=== What the task requires ===
Repeat exactly the lines that run from the one containing "Target: man in white shirt" to the end of the data, and leave out all others.

=== Dataset excerpts ===
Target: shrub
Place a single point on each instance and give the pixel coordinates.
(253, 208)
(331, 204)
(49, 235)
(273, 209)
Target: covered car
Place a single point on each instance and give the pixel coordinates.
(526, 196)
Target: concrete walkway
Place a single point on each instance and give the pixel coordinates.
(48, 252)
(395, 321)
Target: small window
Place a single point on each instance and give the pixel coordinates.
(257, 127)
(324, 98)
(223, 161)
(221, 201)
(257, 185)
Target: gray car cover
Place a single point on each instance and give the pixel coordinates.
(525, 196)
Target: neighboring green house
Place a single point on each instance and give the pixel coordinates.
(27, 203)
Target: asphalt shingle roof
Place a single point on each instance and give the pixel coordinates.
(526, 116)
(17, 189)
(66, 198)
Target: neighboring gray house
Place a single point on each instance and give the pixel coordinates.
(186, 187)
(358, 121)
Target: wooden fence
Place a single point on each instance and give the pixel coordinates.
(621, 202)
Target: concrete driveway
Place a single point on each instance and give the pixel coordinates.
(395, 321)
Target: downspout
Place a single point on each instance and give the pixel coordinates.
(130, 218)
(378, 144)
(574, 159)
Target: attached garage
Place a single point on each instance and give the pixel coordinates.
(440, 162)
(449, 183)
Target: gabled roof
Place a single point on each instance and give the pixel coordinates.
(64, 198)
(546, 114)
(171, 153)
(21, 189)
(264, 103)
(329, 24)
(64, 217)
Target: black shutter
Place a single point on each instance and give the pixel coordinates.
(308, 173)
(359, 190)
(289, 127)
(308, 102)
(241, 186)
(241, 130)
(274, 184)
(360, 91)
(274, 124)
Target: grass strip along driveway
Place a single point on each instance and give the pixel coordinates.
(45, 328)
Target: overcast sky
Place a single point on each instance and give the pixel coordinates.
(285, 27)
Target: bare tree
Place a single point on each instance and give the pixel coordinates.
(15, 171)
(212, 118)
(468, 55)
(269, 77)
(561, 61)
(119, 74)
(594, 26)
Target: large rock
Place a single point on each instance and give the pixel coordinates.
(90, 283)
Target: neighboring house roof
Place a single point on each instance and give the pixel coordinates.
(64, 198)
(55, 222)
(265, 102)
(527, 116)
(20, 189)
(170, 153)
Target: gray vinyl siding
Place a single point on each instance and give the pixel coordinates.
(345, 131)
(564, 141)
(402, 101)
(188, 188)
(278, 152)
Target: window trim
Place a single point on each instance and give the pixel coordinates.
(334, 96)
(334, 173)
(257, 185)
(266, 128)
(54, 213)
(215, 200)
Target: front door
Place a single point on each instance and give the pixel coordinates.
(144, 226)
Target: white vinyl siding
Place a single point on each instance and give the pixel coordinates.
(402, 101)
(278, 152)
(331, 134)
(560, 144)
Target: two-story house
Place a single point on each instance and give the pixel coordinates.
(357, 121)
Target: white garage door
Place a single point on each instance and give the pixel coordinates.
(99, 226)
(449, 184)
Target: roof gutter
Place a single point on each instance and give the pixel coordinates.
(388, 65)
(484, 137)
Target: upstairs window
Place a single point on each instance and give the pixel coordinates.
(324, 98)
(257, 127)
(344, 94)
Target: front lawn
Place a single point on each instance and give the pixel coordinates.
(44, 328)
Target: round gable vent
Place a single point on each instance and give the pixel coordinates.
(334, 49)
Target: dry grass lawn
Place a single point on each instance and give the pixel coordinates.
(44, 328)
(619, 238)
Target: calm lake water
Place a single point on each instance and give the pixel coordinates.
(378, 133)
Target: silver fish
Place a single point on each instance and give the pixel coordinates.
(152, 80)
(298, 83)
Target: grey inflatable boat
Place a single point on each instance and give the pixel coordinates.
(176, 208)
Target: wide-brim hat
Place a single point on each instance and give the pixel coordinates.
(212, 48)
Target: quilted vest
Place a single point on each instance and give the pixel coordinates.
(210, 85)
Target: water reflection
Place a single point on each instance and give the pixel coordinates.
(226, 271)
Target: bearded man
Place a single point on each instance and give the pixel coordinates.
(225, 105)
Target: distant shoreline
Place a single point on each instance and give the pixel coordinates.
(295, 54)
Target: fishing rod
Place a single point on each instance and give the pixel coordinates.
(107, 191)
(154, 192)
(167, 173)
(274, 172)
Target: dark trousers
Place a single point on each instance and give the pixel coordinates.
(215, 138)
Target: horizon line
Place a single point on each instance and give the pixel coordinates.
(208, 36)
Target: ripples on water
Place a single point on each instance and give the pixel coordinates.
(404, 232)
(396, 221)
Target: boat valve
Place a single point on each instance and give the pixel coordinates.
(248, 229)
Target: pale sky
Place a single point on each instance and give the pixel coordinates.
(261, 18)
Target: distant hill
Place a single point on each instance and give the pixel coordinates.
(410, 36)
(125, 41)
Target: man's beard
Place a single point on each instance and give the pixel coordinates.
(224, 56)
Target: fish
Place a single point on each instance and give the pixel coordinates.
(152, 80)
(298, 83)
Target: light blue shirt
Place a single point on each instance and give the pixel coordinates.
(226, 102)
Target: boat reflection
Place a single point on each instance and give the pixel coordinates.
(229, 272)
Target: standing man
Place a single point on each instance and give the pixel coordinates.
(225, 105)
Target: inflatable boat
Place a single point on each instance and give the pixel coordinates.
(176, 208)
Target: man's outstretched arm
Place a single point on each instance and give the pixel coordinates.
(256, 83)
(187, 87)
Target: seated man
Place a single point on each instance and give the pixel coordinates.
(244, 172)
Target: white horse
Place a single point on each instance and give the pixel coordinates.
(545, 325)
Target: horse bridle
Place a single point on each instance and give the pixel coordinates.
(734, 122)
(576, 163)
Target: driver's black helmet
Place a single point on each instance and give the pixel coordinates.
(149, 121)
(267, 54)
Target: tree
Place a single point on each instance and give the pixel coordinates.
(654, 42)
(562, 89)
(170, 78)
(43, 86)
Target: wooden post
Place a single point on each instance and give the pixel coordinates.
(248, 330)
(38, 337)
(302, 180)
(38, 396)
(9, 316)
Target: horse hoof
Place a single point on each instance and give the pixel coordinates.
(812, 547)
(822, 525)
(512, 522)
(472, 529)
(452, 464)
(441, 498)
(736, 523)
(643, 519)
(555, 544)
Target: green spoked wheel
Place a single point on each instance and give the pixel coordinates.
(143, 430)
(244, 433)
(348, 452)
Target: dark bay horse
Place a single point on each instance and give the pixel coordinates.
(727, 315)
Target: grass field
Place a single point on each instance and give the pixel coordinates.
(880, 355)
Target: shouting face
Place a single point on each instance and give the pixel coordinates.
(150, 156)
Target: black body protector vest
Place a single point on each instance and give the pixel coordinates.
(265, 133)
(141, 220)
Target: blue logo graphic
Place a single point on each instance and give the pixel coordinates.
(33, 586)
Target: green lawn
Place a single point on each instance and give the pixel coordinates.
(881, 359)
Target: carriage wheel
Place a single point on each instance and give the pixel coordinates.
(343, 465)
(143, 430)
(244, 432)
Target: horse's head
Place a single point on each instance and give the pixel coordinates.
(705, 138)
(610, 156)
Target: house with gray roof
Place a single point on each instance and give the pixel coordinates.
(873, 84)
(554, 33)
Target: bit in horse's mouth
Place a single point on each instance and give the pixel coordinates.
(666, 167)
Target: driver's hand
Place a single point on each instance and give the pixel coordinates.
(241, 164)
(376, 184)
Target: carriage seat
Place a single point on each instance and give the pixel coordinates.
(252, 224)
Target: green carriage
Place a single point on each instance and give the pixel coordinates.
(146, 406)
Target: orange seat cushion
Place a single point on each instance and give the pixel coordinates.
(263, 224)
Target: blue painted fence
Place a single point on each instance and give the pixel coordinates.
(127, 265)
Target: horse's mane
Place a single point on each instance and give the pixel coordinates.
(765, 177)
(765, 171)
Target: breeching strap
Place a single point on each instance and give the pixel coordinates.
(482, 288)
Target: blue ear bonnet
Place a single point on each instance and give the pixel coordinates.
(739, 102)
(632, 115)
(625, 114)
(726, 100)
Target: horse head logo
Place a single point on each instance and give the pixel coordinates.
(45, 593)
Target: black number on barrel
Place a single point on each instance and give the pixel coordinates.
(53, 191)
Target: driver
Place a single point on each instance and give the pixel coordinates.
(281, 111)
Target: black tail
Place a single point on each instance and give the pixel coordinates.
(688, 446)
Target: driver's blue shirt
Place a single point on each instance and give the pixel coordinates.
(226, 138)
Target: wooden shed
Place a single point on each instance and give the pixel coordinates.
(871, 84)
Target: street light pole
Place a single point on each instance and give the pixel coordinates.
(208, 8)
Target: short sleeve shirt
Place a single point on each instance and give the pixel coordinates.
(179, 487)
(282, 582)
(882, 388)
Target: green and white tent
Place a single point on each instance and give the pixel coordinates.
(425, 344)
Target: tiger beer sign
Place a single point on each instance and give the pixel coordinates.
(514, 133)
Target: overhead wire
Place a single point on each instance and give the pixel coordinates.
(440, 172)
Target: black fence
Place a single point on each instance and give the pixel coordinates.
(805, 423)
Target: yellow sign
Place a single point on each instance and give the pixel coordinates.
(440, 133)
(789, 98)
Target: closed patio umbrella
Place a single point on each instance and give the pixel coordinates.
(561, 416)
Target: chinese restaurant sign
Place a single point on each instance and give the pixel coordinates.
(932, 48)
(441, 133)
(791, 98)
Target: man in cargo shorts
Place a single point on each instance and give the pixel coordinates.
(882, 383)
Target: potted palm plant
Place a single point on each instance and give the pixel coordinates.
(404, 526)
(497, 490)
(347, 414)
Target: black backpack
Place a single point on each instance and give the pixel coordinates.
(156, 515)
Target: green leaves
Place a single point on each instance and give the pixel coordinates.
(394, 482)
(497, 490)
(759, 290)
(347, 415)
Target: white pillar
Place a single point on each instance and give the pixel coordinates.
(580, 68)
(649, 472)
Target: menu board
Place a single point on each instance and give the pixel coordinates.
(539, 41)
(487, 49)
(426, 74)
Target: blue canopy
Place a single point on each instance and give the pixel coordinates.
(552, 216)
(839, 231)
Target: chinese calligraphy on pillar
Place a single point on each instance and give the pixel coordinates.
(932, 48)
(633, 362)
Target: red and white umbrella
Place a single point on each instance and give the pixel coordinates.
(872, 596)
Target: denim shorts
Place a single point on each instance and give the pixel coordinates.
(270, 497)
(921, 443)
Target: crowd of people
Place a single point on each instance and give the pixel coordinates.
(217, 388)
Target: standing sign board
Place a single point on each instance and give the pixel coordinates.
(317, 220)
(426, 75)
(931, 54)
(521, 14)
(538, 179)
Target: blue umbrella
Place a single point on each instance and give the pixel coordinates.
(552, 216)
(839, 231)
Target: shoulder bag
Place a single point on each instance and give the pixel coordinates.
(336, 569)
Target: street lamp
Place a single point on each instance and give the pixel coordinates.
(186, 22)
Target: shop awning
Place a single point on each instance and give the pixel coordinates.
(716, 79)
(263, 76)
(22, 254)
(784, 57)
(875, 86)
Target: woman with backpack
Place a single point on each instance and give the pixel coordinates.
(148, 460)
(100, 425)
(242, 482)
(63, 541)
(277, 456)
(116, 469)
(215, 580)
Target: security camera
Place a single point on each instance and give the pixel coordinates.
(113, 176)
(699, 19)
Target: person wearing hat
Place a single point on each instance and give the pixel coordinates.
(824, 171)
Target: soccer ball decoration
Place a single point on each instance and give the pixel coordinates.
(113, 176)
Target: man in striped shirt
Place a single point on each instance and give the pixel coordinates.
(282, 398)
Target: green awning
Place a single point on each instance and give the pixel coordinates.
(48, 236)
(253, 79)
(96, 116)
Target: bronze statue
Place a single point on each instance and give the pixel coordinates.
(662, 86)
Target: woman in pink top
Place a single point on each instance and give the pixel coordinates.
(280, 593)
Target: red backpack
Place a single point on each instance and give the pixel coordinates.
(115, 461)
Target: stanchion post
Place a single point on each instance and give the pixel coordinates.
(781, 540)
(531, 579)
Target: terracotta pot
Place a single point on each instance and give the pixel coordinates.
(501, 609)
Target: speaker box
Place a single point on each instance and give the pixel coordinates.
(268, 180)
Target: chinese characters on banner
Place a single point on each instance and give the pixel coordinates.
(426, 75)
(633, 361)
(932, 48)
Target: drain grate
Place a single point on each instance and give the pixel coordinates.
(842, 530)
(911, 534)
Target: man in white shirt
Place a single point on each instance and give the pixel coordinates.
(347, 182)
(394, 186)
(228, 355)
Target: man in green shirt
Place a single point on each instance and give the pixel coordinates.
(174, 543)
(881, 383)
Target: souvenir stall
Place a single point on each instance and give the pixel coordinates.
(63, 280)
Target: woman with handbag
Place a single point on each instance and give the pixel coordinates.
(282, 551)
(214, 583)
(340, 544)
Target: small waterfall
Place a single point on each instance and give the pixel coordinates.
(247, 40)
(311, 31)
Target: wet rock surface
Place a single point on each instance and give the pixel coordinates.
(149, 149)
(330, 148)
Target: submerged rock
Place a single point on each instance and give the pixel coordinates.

=== Written solution ===
Target: man in white shirt
Place a single point on each instance and give the pixel coordinates.
(347, 182)
(394, 186)
(228, 355)
Target: man in green shirt
Place a single point on each instance and give the pixel coordinates.
(174, 543)
(881, 383)
Target: souvenir stall
Place a single point on each instance and give the pixel coordinates.
(63, 280)
Target: woman with handbag
Place a single point on each instance and give the pixel coordinates.
(282, 551)
(214, 583)
(340, 544)
Target: small waterfall
Place a single point on each instance and give the pixel coordinates.
(247, 40)
(311, 31)
Target: wet rock surface
Place a single point on each instance and give the pixel coordinates.
(149, 149)
(330, 148)
Target: submerged rock
Place a single point on each instance and give the pixel coordinates.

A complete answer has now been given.